[Collected data]

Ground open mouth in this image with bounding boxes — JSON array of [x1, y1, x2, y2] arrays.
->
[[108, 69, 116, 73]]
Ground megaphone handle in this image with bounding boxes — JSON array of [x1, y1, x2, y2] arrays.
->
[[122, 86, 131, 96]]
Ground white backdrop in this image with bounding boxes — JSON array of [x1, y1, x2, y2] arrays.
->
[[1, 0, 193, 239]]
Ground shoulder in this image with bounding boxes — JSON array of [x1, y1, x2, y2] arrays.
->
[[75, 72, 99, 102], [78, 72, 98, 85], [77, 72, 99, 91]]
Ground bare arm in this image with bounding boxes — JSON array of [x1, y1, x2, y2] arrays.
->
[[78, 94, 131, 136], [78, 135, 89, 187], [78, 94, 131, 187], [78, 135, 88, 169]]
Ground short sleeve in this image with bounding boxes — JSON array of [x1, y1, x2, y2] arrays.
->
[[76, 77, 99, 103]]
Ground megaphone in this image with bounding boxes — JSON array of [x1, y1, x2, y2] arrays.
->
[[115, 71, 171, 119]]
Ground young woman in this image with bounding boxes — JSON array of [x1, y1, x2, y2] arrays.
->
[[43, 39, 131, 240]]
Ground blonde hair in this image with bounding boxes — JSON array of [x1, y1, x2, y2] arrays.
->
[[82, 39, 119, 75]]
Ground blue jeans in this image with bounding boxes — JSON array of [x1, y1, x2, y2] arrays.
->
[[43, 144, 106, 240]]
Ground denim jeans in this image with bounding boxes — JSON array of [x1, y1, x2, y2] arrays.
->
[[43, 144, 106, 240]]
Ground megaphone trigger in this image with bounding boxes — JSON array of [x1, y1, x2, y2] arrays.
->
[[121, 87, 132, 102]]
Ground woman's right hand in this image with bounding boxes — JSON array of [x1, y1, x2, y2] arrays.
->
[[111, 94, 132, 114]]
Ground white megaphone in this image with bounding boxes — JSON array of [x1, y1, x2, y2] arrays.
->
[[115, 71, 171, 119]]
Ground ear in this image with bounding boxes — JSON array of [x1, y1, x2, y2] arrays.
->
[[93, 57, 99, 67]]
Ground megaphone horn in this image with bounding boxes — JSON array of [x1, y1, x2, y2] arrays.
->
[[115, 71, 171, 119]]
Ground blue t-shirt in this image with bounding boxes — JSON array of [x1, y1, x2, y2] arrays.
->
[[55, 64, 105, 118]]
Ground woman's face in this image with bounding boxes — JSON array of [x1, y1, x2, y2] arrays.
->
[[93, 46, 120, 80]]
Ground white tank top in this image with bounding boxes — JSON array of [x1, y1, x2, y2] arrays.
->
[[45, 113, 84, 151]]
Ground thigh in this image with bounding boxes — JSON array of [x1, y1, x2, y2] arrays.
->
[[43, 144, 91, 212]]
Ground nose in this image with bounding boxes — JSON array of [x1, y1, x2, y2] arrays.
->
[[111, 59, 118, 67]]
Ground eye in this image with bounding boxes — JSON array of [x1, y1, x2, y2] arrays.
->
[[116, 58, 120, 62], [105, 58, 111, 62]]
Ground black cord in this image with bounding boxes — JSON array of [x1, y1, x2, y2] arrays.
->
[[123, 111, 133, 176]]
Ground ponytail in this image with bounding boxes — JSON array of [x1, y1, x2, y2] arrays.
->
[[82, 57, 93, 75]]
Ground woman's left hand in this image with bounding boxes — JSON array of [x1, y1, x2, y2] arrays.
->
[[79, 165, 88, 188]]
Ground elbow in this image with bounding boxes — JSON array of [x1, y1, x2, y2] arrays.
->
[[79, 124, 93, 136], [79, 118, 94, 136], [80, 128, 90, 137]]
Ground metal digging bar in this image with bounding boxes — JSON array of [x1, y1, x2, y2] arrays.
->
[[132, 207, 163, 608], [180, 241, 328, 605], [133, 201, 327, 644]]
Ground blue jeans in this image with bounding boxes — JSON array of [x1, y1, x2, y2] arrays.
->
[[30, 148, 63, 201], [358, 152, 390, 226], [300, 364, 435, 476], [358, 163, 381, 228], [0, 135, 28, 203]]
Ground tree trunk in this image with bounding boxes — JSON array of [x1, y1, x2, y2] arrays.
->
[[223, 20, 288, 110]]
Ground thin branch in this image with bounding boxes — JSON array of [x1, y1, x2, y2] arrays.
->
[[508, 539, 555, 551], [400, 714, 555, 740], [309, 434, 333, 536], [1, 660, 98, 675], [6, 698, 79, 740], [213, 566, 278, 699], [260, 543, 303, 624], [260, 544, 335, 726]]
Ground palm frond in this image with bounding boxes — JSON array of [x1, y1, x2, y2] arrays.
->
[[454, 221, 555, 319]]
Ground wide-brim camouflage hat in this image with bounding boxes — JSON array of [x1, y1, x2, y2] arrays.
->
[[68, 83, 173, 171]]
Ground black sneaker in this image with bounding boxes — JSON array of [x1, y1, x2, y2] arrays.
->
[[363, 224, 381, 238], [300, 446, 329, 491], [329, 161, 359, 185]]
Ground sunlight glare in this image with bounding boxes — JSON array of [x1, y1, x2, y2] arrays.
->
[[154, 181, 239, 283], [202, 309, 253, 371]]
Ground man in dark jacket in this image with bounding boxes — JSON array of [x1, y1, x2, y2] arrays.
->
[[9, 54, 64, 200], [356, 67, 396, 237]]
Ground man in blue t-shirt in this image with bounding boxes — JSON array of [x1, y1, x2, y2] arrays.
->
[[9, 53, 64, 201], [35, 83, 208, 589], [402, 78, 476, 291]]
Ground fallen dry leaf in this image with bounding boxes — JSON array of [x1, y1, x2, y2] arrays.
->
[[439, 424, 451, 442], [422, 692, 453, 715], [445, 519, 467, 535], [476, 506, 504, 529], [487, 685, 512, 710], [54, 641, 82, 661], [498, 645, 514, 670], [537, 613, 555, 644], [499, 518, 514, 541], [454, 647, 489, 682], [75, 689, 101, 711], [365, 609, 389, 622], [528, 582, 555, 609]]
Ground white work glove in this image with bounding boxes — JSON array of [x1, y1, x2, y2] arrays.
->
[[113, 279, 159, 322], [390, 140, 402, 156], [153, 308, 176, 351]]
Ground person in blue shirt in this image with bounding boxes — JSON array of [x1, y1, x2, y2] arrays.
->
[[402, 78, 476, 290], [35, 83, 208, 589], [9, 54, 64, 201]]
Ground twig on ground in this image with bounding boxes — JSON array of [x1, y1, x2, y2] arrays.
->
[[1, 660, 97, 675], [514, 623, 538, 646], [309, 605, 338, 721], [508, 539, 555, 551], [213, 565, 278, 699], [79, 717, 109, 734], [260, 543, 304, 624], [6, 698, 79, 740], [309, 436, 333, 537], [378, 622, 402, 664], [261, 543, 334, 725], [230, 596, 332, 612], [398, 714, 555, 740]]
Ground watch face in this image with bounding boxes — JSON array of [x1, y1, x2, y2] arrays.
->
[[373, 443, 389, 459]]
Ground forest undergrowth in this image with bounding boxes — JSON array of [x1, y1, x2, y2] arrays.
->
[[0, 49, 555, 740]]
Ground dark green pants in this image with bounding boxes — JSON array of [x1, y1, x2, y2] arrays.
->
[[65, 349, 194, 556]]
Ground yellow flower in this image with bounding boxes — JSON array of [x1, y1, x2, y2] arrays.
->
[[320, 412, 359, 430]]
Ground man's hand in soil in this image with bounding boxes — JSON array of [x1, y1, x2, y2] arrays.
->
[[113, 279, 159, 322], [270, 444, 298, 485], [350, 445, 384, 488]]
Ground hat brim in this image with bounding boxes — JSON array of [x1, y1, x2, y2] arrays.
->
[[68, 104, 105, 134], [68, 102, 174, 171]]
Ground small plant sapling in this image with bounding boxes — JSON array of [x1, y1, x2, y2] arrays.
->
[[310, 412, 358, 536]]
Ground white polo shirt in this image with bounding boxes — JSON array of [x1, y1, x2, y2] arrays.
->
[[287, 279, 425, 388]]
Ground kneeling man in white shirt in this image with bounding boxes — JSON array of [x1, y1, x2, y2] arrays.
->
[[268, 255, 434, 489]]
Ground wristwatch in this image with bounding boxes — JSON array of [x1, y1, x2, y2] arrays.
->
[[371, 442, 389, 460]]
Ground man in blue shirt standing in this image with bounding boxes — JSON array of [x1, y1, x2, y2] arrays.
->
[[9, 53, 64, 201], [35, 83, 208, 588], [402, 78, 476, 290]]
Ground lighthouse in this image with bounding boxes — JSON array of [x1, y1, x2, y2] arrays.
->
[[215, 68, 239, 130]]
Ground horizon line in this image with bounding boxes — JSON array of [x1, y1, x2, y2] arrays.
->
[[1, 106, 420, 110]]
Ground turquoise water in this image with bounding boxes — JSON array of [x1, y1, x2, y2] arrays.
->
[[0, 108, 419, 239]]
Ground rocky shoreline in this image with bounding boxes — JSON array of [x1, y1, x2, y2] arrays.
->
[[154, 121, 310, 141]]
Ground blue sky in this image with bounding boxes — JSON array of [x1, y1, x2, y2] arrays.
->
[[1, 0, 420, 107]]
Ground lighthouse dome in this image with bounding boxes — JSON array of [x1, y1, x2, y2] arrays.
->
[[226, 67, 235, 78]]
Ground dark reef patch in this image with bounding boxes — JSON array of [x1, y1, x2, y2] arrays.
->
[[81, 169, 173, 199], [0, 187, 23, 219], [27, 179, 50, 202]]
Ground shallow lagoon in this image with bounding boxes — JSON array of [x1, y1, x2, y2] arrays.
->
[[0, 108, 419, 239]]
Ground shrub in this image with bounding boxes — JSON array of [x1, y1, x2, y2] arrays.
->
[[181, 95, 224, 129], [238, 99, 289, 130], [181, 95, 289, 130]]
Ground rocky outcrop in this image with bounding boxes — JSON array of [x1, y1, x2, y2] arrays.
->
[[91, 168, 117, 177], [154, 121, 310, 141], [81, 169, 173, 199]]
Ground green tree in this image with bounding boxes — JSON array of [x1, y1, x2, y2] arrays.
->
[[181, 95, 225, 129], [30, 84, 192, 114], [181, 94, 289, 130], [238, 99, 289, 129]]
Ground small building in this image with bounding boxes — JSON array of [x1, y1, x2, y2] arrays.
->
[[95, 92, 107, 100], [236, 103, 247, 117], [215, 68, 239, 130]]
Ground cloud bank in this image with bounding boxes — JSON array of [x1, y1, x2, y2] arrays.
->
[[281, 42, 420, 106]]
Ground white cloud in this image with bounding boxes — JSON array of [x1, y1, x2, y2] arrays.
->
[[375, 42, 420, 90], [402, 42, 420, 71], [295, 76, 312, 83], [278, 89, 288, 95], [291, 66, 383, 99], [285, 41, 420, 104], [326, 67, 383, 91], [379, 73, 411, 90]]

TASK OBJECTIVE: Above are some records; copy exactly the lines from the one with "Ground sunlight glare" through the one with "Ground fallen dry", both included, and no others.

WRITTEN ANSWER:
Ground sunlight glare in this image with bounding boxes — JSON array of [x1, y1, x2, y2] arrays.
->
[[154, 181, 239, 283], [202, 309, 253, 371]]
Ground man in dark jacket in this image with bounding boxes — JSON array of [x1, y1, x2, y2] arrays.
->
[[9, 54, 64, 200], [356, 67, 396, 237]]
Ground man in blue t-shirt in this image with bounding boxes — JSON array of [x1, y1, x2, y2] arrays.
->
[[9, 53, 64, 201], [35, 83, 208, 589], [402, 78, 476, 291]]
Ground fallen dry leaf in this image with bounding boxes — JSON array of [x1, y1, x2, y2] arrays.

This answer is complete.